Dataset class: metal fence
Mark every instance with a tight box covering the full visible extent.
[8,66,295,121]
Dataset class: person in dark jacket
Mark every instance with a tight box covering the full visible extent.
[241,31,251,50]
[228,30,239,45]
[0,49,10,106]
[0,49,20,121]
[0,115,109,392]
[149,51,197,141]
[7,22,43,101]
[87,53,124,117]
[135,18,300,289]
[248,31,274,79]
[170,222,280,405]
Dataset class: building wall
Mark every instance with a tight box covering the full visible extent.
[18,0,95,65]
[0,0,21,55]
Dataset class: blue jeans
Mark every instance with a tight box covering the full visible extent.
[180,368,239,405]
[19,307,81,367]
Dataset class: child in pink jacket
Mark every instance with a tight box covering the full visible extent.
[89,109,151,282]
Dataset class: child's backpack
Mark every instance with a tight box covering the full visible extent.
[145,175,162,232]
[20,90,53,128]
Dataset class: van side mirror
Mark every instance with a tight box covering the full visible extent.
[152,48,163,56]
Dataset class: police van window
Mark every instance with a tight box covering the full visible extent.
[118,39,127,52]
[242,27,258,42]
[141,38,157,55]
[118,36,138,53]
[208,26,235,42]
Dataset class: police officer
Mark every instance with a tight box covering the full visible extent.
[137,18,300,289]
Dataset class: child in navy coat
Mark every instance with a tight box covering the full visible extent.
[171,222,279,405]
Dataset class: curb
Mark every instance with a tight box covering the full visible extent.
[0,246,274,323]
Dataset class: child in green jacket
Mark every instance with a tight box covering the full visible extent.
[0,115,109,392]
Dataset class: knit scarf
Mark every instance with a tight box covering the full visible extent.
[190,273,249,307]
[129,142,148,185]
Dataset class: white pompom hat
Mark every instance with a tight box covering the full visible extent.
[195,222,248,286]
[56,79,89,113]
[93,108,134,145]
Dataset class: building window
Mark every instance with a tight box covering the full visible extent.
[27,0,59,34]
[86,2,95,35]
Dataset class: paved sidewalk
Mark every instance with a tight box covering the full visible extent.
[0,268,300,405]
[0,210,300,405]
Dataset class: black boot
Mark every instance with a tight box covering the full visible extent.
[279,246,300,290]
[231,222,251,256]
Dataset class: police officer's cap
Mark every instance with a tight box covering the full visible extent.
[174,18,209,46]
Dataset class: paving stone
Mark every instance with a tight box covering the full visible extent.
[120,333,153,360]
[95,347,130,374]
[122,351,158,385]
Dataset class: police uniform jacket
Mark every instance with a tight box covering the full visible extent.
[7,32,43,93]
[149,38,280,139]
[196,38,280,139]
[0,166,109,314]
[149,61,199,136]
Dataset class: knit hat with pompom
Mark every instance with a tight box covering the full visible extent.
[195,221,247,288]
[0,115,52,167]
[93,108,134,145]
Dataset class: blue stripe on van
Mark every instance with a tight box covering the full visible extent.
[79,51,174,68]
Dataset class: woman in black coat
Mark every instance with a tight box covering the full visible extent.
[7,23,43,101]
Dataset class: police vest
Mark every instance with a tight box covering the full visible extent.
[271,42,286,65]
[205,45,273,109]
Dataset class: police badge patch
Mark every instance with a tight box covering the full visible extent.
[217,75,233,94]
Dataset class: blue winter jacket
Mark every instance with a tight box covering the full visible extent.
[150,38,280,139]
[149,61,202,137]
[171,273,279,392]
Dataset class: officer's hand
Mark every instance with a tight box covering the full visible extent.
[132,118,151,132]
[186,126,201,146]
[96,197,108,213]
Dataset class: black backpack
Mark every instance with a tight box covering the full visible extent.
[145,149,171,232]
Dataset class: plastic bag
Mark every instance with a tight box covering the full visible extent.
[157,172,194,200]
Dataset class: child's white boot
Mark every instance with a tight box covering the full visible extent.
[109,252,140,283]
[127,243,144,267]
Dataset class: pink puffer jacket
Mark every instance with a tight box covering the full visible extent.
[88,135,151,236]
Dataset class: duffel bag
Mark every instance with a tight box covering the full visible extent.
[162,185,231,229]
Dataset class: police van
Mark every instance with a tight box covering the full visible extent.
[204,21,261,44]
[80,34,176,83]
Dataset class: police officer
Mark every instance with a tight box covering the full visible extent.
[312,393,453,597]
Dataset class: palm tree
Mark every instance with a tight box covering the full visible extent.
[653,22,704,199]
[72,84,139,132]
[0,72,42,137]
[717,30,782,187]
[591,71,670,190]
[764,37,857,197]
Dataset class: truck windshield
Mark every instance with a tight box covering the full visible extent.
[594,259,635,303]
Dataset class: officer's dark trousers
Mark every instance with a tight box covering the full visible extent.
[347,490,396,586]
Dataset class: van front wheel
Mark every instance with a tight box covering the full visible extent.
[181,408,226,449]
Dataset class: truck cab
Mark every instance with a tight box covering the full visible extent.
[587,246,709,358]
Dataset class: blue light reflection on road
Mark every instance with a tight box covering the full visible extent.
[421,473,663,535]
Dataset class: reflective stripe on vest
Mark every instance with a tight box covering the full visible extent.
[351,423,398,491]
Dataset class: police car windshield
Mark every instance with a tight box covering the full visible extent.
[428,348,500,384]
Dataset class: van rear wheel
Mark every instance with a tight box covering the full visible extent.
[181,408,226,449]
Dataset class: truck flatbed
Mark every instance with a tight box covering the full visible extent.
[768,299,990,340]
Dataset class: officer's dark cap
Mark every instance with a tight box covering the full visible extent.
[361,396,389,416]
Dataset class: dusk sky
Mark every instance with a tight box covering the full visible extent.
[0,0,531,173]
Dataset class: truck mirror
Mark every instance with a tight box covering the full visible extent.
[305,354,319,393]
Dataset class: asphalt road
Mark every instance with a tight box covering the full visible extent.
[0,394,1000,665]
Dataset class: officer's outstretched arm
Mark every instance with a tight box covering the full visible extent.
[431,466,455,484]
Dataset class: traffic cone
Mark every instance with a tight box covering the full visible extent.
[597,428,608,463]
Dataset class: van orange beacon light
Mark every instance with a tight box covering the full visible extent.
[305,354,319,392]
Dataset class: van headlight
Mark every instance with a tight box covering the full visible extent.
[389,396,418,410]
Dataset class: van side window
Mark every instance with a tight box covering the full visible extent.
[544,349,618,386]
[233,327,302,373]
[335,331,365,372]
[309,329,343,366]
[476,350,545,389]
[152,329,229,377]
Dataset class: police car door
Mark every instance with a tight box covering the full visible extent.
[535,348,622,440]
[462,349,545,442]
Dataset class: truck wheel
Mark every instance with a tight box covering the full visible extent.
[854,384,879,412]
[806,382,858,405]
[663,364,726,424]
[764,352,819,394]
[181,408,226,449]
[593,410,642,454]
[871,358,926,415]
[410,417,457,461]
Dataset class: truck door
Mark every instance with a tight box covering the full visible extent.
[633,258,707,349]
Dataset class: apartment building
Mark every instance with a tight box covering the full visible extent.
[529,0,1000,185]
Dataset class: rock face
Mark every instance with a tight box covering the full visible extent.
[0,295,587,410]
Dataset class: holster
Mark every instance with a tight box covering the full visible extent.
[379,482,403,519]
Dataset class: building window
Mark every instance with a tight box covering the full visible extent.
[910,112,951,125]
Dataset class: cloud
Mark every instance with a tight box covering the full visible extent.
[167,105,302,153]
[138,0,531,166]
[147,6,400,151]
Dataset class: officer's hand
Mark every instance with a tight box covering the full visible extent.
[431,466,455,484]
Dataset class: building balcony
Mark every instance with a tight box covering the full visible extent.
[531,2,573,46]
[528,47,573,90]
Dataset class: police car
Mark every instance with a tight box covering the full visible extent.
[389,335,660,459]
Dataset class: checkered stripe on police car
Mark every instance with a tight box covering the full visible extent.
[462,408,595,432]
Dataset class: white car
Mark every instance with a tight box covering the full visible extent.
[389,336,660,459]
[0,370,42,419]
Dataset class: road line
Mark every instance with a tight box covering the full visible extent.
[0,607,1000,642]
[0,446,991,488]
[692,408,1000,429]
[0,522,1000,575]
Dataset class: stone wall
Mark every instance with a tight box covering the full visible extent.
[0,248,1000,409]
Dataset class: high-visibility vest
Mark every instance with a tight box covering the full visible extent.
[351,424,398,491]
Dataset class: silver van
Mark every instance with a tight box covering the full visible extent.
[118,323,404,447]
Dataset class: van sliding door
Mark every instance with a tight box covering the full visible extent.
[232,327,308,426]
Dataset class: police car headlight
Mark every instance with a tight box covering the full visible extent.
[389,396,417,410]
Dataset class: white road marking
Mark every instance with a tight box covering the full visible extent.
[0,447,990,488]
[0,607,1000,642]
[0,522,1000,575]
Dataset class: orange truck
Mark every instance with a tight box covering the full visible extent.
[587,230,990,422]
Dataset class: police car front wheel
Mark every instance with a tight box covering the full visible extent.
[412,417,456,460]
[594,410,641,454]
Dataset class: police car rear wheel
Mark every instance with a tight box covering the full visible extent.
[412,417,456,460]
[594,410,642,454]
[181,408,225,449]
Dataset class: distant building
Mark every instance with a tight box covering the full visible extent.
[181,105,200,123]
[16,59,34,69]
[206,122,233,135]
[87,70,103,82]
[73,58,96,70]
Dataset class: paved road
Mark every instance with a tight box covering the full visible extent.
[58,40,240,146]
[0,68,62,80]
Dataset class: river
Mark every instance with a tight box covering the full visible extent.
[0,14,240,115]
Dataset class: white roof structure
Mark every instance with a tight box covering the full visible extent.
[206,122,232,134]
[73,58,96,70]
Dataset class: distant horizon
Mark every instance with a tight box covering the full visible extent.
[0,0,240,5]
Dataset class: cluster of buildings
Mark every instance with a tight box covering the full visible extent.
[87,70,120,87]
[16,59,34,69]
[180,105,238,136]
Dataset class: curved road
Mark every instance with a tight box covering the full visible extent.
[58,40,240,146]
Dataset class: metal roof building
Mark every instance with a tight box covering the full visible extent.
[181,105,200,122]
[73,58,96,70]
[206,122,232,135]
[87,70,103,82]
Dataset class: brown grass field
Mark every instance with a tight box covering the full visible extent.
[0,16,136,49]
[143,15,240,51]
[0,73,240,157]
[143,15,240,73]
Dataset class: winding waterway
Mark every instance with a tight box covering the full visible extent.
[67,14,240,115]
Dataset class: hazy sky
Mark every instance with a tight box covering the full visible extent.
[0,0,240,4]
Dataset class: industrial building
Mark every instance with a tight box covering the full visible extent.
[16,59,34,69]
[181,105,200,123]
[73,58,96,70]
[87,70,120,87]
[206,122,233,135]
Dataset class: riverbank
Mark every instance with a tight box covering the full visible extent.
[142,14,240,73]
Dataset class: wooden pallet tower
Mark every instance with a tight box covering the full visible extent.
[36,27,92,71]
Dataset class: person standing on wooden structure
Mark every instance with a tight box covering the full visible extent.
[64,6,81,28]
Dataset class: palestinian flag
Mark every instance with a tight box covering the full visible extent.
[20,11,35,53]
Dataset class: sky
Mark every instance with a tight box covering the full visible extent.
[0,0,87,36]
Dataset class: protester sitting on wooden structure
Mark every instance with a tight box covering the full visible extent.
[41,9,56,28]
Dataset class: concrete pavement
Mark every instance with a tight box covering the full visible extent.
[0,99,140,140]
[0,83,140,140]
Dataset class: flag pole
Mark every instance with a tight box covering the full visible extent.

* _BRIEF_
Reproduce, word for word, the records above from the line with "Dataset class: checkered stripe on police car" up to and including the line with "[0,14,240,115]".

* _OUTPUT OF THE EXERCISE_
Dataset class: checkered stripe on police car
Mark every instance with a tight box covering the full visible extent.
[462,408,595,432]
Dataset class: white car
Mark every instance with a tight box covering the full visible extent.
[389,336,660,459]
[0,370,42,419]
Dataset class: road line
Mark every instance with a tight box covering the full visible extent.
[0,607,1000,642]
[0,446,991,488]
[692,408,1000,429]
[0,522,1000,575]
Dataset class: stone wall
Mark every instance with a tight box covering the full visible extent.
[0,248,1000,409]
Dataset class: high-visibility vest
Mark every instance with a tight box covering the full visible extent.
[351,424,398,491]
Dataset class: silver van
Mark every instance with a tight box covering the full visible extent.
[118,323,404,447]
Dataset class: van sliding door
Mark every instance with a tight box covering the full visible extent.
[232,327,308,426]
Dataset class: police car headlight
Mark every instance with a tight box covering the full visible extent.
[389,396,417,410]
Dataset class: white road marking
Mark every instance with a tight box covering the full visible extent.
[0,447,990,488]
[0,607,1000,642]
[0,522,1000,575]
Dataset class: orange truck
Mark every instance with a tight box covering the full visible extent.
[587,230,990,422]
Dataset class: police car front wheel
Mark every instance with a tight box covering the full visible extent.
[412,417,456,460]
[594,410,641,454]
Dataset class: police car rear wheel
Mark every instance with a tight box covering the full visible extent.
[412,417,456,460]
[594,410,642,454]
[181,408,225,449]
Dataset class: distant building
Mark every instance with a tight box covering the full visible extent.
[181,105,200,123]
[16,59,34,69]
[206,122,233,135]
[87,70,103,82]
[73,58,96,70]
Dataset class: paved road
Mark every instance with a tight box covering the full visible extent.
[58,40,240,146]
[0,68,62,80]
Dataset class: river
Mark every instance with a tight box covering the full visible extent.
[0,14,240,115]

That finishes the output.